Find how many lines in the listing below include the word "before". Give that number only.

▸ DATA LISTING:
※
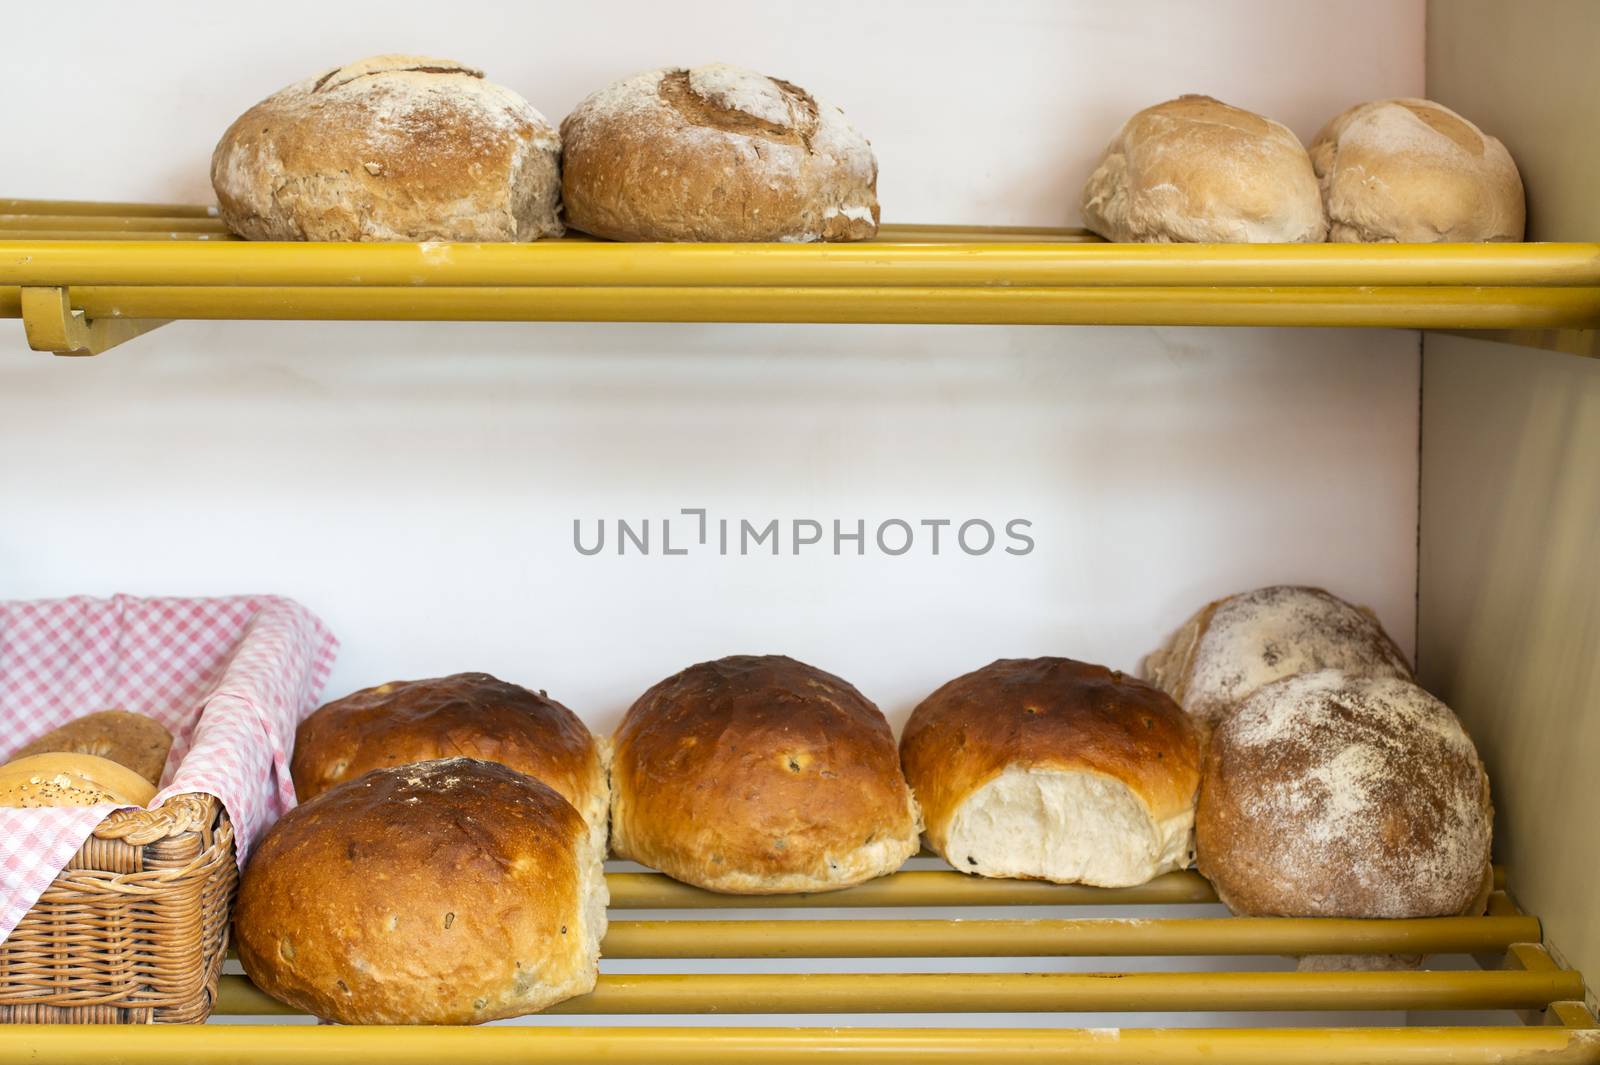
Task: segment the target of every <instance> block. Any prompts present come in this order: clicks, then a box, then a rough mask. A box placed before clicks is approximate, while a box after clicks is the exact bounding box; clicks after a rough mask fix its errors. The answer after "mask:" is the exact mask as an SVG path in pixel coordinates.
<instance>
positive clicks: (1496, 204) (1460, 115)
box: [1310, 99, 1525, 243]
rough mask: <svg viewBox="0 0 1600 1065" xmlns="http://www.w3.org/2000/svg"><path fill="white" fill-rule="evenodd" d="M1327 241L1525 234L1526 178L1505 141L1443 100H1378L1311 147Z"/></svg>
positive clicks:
※
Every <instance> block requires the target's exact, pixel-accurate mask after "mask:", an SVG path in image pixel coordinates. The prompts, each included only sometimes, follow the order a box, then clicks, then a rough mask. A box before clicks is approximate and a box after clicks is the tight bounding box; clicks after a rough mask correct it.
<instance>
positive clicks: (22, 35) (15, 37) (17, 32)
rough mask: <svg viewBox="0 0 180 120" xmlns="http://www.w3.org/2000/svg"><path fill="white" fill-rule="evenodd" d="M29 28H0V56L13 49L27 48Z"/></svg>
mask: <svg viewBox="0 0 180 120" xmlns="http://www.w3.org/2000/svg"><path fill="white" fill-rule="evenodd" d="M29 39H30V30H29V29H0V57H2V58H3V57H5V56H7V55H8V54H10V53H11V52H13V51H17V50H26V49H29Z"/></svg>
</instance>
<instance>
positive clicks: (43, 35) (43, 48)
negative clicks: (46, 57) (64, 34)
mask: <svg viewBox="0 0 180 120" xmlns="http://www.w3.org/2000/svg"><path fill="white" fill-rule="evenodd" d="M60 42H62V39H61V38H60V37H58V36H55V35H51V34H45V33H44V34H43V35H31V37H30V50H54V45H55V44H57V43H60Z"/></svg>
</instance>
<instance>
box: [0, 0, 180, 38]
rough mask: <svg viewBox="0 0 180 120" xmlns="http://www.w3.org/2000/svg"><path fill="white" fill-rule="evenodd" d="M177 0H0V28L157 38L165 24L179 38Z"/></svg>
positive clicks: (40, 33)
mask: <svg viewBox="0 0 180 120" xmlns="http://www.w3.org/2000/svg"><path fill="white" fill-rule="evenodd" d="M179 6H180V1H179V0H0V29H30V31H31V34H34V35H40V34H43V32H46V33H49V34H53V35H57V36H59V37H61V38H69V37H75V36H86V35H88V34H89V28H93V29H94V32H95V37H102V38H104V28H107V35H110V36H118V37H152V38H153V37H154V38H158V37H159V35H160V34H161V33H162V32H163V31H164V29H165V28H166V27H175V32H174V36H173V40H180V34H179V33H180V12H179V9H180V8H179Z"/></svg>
※
▸ FINISHED TASK: 2